= Problem description =
An exact reproduction of all the entries is what the answer must contain.

= Working data =
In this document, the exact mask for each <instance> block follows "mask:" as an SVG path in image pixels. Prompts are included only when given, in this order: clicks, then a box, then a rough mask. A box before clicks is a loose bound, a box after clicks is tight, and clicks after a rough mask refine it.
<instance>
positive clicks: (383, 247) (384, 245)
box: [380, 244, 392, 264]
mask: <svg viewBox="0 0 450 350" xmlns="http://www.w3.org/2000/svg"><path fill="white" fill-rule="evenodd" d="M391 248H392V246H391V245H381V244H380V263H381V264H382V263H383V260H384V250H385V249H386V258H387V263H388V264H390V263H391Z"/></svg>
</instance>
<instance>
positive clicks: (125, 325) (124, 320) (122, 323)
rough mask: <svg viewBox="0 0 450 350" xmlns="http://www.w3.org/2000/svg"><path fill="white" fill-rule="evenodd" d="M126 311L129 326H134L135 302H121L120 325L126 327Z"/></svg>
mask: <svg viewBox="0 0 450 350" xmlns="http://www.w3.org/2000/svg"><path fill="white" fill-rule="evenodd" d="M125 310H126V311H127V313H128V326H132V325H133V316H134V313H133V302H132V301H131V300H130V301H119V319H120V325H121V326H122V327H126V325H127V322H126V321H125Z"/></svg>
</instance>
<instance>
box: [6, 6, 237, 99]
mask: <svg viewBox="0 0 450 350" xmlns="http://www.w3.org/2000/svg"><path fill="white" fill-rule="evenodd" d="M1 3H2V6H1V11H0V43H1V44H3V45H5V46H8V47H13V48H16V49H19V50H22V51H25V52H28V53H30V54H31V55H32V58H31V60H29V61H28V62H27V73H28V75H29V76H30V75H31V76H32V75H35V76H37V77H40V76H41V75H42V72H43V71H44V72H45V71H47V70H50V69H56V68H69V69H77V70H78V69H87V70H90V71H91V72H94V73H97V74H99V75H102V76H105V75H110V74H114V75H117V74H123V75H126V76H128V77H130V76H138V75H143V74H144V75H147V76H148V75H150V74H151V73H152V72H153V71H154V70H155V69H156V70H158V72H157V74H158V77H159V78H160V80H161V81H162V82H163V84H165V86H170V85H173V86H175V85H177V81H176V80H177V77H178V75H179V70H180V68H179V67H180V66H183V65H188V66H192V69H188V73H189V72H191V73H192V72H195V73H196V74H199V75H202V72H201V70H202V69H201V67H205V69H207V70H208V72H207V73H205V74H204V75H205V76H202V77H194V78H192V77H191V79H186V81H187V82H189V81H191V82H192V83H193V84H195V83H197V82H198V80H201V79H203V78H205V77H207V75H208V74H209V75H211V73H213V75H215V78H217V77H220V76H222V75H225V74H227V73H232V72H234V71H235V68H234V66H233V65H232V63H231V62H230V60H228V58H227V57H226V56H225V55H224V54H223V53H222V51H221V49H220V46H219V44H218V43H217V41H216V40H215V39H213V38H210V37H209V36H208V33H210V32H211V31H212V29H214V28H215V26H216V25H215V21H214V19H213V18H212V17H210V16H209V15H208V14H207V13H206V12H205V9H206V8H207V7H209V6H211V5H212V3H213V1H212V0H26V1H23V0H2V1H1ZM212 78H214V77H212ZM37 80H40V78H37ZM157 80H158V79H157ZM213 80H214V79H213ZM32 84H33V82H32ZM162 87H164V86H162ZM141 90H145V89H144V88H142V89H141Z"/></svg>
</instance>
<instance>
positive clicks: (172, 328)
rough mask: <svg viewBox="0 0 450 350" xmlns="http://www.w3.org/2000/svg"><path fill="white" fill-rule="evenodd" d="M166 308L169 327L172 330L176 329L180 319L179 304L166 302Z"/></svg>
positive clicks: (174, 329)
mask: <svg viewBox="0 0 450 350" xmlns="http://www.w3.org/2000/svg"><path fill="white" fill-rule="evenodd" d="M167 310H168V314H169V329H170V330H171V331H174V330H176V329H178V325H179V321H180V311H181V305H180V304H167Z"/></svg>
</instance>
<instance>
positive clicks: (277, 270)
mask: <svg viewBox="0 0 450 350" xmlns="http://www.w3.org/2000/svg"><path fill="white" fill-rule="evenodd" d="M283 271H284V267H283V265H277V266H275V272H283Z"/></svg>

= Written reply =
In this document, the exact mask for each <instance> block follows "mask:" as an SVG path in image pixels. Prompts are included only when given, in this order: clicks, then a box, then a rough mask. A box before clicks is a loose bound, a box after clicks is tight, and clicks after a rough mask refine it.
<instance>
positive clicks: (383, 247) (384, 245)
box: [380, 244, 392, 264]
mask: <svg viewBox="0 0 450 350" xmlns="http://www.w3.org/2000/svg"><path fill="white" fill-rule="evenodd" d="M391 248H392V246H391V245H381V244H380V263H381V264H382V263H383V260H384V250H385V249H386V258H387V263H388V264H390V263H391Z"/></svg>
</instance>
<instance>
positive clicks: (125, 325) (124, 320) (122, 323)
rough mask: <svg viewBox="0 0 450 350" xmlns="http://www.w3.org/2000/svg"><path fill="white" fill-rule="evenodd" d="M126 311L129 326H134L135 302H121L120 325L126 327Z"/></svg>
mask: <svg viewBox="0 0 450 350" xmlns="http://www.w3.org/2000/svg"><path fill="white" fill-rule="evenodd" d="M125 310H126V311H127V313H128V326H132V325H133V316H134V313H133V302H132V301H131V300H130V301H119V319H120V325H121V326H122V327H126V325H127V322H126V321H125Z"/></svg>
</instance>
<instance>
box: [6, 6, 237, 99]
mask: <svg viewBox="0 0 450 350" xmlns="http://www.w3.org/2000/svg"><path fill="white" fill-rule="evenodd" d="M1 3H2V6H1V11H0V43H1V44H3V45H5V46H8V47H13V48H16V49H19V50H22V51H25V52H28V53H30V54H31V55H32V58H31V60H29V61H28V62H27V73H28V75H29V76H30V75H31V76H32V75H35V76H37V77H40V76H41V75H42V72H43V71H44V72H45V71H47V70H50V69H56V68H69V69H77V70H78V69H87V70H90V71H91V72H94V73H97V74H99V75H102V76H105V75H110V74H114V75H117V74H123V75H126V76H128V77H130V76H138V75H143V74H144V75H147V76H148V75H150V74H151V73H152V72H153V71H154V70H155V69H156V70H158V72H157V74H158V77H159V78H160V80H161V81H162V82H163V84H165V86H170V85H173V86H175V85H177V81H176V80H177V77H178V75H179V70H180V68H179V67H180V66H183V65H188V66H192V69H188V73H189V72H191V73H192V72H195V73H196V74H199V75H202V72H201V70H202V69H201V67H205V69H207V70H208V72H207V73H205V74H204V75H205V76H202V77H194V78H192V77H191V79H186V81H187V82H189V81H191V82H192V83H193V84H195V83H197V82H198V80H201V79H203V78H205V77H207V75H208V74H209V75H211V73H213V75H215V78H217V77H220V76H222V75H225V74H227V73H232V72H234V71H235V68H234V66H233V65H232V63H231V62H230V60H228V58H227V57H226V56H225V55H224V54H223V53H222V51H221V49H220V46H219V44H218V43H217V41H216V40H215V39H213V38H210V37H209V36H208V33H210V32H211V31H212V29H214V28H215V26H216V25H215V21H214V19H213V18H212V17H210V16H209V15H208V14H207V13H206V12H205V9H206V8H207V7H209V6H211V5H212V3H213V1H212V0H26V1H23V0H2V1H1ZM212 78H214V77H212ZM37 80H40V78H37ZM157 80H158V79H157ZM213 80H214V79H213ZM32 84H33V82H32ZM162 87H164V86H162ZM141 90H145V89H144V88H142V89H141Z"/></svg>
</instance>
<instance>
positive clicks: (172, 328)
rough mask: <svg viewBox="0 0 450 350" xmlns="http://www.w3.org/2000/svg"><path fill="white" fill-rule="evenodd" d="M166 308L169 327L172 330L176 329L180 319L179 304L166 302Z"/></svg>
positive clicks: (174, 329)
mask: <svg viewBox="0 0 450 350" xmlns="http://www.w3.org/2000/svg"><path fill="white" fill-rule="evenodd" d="M167 310H168V314H169V329H170V330H171V331H174V330H176V329H178V325H179V321H180V311H181V305H180V304H167Z"/></svg>
</instance>
<instance>
positive clicks: (277, 270)
mask: <svg viewBox="0 0 450 350" xmlns="http://www.w3.org/2000/svg"><path fill="white" fill-rule="evenodd" d="M283 271H284V267H283V265H277V266H275V272H283Z"/></svg>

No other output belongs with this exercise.